*** EXERCISE MATERIALS ***
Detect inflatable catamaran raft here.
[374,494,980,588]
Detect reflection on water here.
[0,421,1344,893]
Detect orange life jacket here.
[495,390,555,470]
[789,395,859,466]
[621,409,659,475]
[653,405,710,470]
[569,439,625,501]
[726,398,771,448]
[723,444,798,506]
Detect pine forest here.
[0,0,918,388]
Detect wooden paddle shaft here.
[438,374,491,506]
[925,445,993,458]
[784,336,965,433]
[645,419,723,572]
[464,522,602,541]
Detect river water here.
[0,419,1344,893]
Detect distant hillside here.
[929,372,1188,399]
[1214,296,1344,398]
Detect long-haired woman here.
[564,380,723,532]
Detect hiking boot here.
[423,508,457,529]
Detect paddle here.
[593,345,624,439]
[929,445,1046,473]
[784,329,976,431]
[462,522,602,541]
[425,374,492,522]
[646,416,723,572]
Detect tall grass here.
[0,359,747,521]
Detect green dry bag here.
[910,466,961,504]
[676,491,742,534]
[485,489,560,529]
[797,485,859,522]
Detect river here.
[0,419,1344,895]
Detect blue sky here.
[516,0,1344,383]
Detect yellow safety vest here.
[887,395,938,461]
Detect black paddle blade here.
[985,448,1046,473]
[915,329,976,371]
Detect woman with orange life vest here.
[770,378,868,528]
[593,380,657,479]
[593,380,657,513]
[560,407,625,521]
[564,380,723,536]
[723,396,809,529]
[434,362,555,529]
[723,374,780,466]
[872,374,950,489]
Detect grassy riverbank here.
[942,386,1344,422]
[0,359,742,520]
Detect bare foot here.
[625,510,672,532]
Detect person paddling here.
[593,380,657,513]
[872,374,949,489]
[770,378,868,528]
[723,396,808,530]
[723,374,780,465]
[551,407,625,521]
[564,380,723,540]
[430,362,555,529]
***
Can you convert all of the data above into a JSON list of strings, with one string for each line and blank lines omitted?

RESULT FOR THIS EXERCISE:
[
  "Detect inflatable catamaran raft here.",
  "[374,494,980,588]",
  "Detect reflection on water here.",
  "[0,421,1344,893]",
  "Detect orange life jacket here.",
  "[495,390,555,470]",
  "[789,395,859,466]",
  "[621,409,659,475]",
  "[653,405,710,470]",
  "[569,439,625,501]",
  "[726,398,771,448]",
  "[723,444,798,506]",
  "Detect pine forest here.",
  "[0,0,918,388]",
  "Detect wooden paddle shaft here.",
  "[438,374,491,506]",
  "[925,445,993,458]",
  "[784,336,965,433]",
  "[645,419,723,572]",
  "[464,522,602,541]",
  "Detect river water here.",
  "[0,419,1344,893]",
  "Detect distant hillside here.",
  "[929,372,1188,399]",
  "[1214,296,1344,398]",
  "Detect long-haired woman here.",
  "[564,380,723,532]",
  "Detect hiking boot here.",
  "[423,508,457,529]",
  "Detect paddle here.",
  "[593,345,624,439]",
  "[929,445,1046,473]",
  "[784,329,976,431]",
  "[462,522,602,541]",
  "[425,374,492,522]",
  "[646,416,723,572]",
  "Detect tall grass here.",
  "[0,359,747,521]",
  "Detect green dry bag here.",
  "[910,466,961,504]",
  "[676,491,742,534]",
  "[485,489,560,529]",
  "[797,485,859,522]",
  "Detect river here.",
  "[0,419,1344,895]",
  "Detect blue sky here.",
  "[516,0,1344,383]",
  "Detect yellow safety vest here.",
  "[887,395,938,461]",
  "Detect black paddle blade here.",
  "[985,448,1046,473]",
  "[915,329,976,371]",
  "Detect woman with orange life vest here.",
  "[770,378,868,528]",
  "[593,380,657,479]",
  "[593,380,657,513]",
  "[560,407,625,521]",
  "[564,380,723,536]",
  "[723,396,809,529]",
  "[434,362,555,529]",
  "[723,374,780,466]",
  "[872,374,950,489]",
  "Detect grassy riverbank here.",
  "[942,386,1344,422]",
  "[0,359,742,520]",
  "Detect bare foot here.",
  "[625,510,672,532]",
  "Detect person paddling here.",
  "[593,380,657,513]",
  "[872,374,949,489]",
  "[770,378,868,528]",
  "[723,396,808,530]",
  "[723,374,780,465]",
  "[551,407,625,521]",
  "[564,380,723,540]",
  "[430,362,555,529]"
]